***** インタビュー抜粋 *****

O : 袴田さんは、現在、岩手県遠野市でマイクロブルワリーを経営されていますが、そもそもどのような形でクラフトビールに出会ったのでしょうか?
H : 学生時代にバックパッカーで旅をしながら、各地で飲み歩いているうちにクラフトビールに出会いました。その時、クラフトビールが持つ種類の豊富さや奥深さに惹かれました。その後、ユニクロに就職し、関西の店舗で働くことになるのですが、休日になるとビアバーなどに出かけてよく飲んでいましたね。もちろん、当時は造り手として意識していたわけではなく、一人の飲み手として楽しんでいました。
O : その後、ユニクロを退職して、すぐ遠野に来たのですか?
H : 熊本でユニクロの新規開店に携わり、店長業務を2年ほど行なってから退社をして、少しの間、熊本の小さなビアバーでアルバイトとして働いていました。本格的にビール造りを学びたいと思い始めたのはこの頃で、その後、横浜ベイブルーイングさんで飲食スタッフ兼、醸造アシスタントとして働きました。ちょうどその頃、遠野で募集があり、自分でブルワリーを立ち上げるということを意識し始めました。
O : 「ホップの里からビールの里へ」というスローガンで始まった遠野のプロジェクトは、元々、遠野市と『KIRIN』、遠野ホップ農業協同組合が合同でスタートさせたものですよね?
H : そうです。遠野市では、近年、ホップ生産者が減ってきているという課題がありました。そうした事態を受けて、遠野市と『KIRIN』が、まちづくりに関わるさまざまなプロジェクトを支援する形で産業振興をしていこう、という目的で発足したものです。

O : そのような大きな枠組みの中で、袴田さんは『遠野醸造』を立ち上げるわけですが、そもそもどこが母体となっているのでしょうか?
H : 元々は、『Next Commons Lab』が、「地域おこし協力隊制度」を利用して地域の課題を解決していこう、というプロジェクトの第一弾として人を募集していたのがきっかけです。まちづくりをするにあたって、全体で10個ぐらいの地域課題に対するプロジェクトが立ち上げられる予定になっていました。その中でホップを使ったプロジェクトとしてビールの里構想を具現化していくというものがありました。気軽にまちなかでビールを楽しめる場所がなかったので、そのような場をつくりたいという人材を募集していたのです。
O : 応募の段階ですでに起業するというマインドだったのですか?
H : はい。募集自体も事業計画の中から、持続的に続けられる人を選ぶものでしたので、その時点で起業する気持ちでいました。
S : 確かに魅力的な応募ではありますが、急に知り合いもいない場所に飛び込んでいくのは勇気がいることだったのではないでしょうか。応募するまでの気持ちの変化や転換点というものは何だったのでしょう?

***** データ項目 *****

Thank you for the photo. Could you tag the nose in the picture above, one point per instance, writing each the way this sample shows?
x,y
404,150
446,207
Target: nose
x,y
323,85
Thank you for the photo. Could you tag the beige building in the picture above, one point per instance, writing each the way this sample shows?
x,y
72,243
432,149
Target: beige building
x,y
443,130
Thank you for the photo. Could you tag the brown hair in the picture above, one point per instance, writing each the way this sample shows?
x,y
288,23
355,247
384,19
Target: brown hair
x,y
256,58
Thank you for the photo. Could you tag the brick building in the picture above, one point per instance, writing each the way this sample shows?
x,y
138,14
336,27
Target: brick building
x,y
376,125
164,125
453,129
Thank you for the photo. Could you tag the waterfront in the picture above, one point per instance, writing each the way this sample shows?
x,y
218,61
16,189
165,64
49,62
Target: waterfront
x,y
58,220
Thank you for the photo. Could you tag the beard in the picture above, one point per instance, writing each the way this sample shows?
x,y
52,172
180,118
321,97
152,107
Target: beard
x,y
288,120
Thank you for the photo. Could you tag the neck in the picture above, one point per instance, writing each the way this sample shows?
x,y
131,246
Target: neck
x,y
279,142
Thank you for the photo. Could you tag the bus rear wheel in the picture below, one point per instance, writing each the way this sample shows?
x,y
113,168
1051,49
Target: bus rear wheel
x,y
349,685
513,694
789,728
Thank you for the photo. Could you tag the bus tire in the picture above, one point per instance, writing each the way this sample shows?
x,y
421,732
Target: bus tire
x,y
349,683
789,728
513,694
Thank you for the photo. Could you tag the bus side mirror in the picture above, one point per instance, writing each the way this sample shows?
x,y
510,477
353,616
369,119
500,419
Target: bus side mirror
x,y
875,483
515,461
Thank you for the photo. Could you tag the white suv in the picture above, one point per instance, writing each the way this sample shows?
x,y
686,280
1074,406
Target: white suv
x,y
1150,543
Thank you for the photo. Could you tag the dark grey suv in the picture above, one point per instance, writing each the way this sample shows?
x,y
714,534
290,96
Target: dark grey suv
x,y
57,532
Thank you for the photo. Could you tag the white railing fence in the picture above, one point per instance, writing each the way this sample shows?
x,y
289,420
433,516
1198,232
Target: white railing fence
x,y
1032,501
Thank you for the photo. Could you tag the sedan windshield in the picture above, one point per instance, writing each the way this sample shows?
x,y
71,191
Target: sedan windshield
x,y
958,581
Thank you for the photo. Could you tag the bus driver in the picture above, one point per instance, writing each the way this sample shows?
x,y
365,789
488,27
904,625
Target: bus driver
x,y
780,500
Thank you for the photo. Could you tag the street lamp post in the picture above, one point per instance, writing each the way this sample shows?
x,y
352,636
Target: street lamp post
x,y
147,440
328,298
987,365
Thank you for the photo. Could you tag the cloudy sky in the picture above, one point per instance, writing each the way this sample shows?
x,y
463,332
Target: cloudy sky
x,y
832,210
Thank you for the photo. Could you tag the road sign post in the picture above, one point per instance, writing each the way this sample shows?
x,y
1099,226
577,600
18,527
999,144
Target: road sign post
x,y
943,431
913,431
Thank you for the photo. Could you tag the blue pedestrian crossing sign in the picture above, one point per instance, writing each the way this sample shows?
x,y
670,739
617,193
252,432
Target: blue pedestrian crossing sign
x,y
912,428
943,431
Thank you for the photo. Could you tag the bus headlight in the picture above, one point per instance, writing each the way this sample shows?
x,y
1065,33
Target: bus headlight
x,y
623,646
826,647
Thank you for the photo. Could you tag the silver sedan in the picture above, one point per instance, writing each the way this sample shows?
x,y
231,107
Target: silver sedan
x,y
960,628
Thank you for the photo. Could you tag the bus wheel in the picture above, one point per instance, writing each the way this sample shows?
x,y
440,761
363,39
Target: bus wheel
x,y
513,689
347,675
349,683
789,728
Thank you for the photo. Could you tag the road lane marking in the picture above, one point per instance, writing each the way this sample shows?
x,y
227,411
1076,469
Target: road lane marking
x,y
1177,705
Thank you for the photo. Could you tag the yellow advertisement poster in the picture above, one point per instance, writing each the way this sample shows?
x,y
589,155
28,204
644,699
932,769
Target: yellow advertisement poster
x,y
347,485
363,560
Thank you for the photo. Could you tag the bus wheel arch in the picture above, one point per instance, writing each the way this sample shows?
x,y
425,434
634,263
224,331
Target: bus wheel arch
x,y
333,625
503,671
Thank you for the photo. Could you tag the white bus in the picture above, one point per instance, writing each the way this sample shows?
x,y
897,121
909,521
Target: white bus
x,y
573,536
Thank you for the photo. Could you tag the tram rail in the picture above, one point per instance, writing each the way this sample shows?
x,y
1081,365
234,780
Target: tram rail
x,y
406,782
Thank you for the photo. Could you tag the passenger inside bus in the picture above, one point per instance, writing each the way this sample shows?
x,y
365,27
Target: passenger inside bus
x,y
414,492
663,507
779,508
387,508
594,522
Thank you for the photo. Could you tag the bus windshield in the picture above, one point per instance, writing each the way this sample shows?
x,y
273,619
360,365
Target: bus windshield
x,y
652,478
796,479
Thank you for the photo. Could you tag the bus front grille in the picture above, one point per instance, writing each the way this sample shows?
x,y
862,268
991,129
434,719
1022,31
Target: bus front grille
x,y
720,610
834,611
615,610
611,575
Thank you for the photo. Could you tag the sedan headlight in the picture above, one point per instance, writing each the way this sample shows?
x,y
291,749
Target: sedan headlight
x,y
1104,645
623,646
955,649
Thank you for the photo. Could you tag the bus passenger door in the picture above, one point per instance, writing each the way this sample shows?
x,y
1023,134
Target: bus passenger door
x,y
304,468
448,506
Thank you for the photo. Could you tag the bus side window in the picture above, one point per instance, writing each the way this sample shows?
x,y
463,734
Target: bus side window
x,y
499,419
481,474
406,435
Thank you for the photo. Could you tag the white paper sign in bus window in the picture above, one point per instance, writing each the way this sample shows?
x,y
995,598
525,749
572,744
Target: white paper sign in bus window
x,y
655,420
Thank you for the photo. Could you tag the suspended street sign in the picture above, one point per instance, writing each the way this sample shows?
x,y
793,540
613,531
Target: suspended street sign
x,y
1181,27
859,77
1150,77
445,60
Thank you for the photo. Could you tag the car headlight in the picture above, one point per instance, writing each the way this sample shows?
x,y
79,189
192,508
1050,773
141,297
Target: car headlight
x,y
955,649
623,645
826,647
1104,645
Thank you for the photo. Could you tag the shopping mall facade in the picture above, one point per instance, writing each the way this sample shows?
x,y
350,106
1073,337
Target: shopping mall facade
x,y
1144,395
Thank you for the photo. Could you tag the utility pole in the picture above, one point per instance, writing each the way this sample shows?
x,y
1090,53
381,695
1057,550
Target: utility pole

*****

- [課題の指示 1] このインタビューによると、袴田さんは横浜ベイブルーイングでどのような立場で働いたか。
- [課題の指示 2] このインタビューから、「H : 元々は、『Next」という語句のあるところで始め、「H : はい。募集自体も事業計画の中から、持続的に続けられる人を選ぶものでしたので、その時点で起業する気持ちでいました。」の後で終わる部分を、一字一句変えずに抜き出しなさい。
データはこのインタビューの内容とは関係がない。

- [解答全文 1] 飲食スタッフ兼、醸造アシスタントとして働いた。

- [解答全文 2]
H : 元々は、『Next Commons Lab』が、「地域おこし協力隊制度」を利用して地域の課題を解決していこう、というプロジェクトの第一弾として人を募集していたのがきっかけです。まちづくりをするにあたって、全体で10個ぐらいの地域課題に対するプロジェクトが立ち上げられる予定になっていました。その中でホップを使ったプロジェクトとしてビールの里構想を具現化していくというものがありました。気軽にまちなかでビールを楽しめる場所がなかったので、そのような場をつくりたいという人材を募集していたのです。
O : 応募の段階ですでに起業するというマインドだったのですか?
H : はい。募集自体も事業計画の中から、持続的に続けられる人を選ぶものでしたので、その時点で起業する気持ちでいました。